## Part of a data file
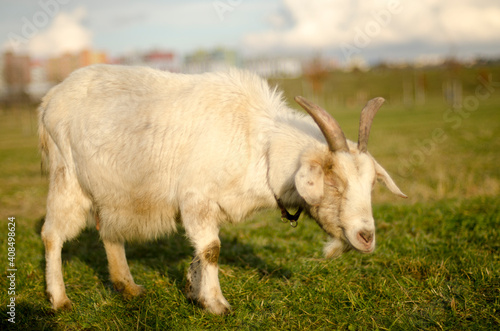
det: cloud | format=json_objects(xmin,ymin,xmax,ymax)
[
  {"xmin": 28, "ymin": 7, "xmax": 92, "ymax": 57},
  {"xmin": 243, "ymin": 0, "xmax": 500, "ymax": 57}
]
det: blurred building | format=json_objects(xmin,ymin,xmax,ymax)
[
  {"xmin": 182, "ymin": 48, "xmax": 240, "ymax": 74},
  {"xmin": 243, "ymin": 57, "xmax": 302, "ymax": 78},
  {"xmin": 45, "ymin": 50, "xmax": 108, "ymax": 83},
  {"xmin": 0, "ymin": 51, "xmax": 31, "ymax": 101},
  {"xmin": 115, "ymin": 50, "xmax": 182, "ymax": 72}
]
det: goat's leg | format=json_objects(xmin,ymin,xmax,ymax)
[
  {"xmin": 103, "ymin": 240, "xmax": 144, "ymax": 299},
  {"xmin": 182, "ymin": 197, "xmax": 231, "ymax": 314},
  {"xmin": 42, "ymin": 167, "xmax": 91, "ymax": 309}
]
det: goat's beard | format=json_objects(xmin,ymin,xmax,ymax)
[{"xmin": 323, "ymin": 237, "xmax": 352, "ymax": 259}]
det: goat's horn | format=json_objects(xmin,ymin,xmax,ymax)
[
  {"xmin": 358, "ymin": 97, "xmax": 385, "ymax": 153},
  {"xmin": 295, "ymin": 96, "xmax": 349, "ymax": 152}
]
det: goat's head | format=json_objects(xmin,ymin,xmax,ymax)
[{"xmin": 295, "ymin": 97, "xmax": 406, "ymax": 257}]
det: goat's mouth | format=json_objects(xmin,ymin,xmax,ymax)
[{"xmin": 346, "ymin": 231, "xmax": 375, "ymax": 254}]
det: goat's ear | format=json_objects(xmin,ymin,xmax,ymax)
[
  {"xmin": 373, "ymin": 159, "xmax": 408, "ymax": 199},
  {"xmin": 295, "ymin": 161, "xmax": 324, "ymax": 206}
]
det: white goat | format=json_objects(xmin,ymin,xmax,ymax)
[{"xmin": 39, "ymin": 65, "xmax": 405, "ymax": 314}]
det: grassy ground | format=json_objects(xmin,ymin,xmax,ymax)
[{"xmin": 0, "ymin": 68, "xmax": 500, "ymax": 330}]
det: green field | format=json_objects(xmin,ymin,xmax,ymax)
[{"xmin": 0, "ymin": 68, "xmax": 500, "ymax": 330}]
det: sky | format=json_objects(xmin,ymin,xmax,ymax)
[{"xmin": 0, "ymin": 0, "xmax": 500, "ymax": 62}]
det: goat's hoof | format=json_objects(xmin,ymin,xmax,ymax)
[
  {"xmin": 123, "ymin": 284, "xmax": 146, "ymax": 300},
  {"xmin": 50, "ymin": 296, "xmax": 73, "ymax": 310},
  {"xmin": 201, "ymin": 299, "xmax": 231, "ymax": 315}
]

* * *

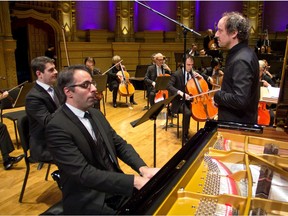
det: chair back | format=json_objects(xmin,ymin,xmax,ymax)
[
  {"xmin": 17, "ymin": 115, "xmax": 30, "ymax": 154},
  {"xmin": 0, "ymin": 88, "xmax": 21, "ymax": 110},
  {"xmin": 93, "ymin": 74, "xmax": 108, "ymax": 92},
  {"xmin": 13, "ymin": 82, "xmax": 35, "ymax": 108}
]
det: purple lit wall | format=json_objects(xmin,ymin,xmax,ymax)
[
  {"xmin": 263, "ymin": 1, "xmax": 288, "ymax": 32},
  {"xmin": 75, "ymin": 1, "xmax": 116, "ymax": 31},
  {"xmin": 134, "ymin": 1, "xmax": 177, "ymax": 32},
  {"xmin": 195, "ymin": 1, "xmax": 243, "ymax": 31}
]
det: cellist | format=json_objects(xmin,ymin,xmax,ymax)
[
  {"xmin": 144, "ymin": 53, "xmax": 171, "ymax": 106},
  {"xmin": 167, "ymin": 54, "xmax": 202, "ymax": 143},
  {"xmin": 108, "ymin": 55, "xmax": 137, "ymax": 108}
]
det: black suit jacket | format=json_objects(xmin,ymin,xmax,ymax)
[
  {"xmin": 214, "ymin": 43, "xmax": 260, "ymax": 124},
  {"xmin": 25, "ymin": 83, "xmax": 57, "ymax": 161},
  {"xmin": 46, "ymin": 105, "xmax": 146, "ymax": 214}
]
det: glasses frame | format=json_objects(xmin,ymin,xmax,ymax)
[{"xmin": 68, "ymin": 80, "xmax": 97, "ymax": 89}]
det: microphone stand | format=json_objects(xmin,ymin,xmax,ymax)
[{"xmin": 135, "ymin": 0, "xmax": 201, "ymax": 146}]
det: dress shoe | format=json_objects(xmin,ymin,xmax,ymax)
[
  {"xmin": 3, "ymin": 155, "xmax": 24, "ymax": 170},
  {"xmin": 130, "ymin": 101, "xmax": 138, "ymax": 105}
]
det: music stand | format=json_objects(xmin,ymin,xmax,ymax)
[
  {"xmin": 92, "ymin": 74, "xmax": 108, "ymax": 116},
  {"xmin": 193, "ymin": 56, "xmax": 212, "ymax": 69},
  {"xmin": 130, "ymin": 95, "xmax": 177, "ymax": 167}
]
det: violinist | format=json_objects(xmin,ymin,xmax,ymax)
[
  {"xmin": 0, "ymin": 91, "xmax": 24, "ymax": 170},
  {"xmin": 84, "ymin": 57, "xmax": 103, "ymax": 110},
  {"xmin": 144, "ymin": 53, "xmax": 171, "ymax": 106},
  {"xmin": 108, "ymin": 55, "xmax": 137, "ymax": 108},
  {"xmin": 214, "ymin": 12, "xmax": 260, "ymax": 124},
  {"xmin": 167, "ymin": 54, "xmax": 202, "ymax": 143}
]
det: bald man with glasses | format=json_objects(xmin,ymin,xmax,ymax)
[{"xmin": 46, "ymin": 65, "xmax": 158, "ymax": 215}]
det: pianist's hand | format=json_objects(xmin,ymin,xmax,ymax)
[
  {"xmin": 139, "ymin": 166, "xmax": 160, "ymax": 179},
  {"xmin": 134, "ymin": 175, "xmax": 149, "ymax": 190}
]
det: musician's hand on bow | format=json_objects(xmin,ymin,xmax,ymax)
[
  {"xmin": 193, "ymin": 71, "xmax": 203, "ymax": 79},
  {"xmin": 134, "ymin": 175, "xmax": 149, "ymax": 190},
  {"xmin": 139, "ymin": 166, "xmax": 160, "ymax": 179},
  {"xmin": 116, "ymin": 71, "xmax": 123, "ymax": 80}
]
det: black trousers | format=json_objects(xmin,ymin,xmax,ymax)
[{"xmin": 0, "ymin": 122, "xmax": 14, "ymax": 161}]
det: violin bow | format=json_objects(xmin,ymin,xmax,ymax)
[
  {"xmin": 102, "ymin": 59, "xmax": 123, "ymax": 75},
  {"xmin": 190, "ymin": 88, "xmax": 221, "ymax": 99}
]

## INSTRUCTIONS FOR THE TASK
Extract each line above that contains the string "hand". Count a match only when the case is the same.

## OUTPUT FOR THIS EXERCISE
det: pianist's hand | format=json_objects(xmin,ymin,xmax,ymax)
det: musician's hand on bow | format=json_objects(xmin,ymin,xmax,ymax)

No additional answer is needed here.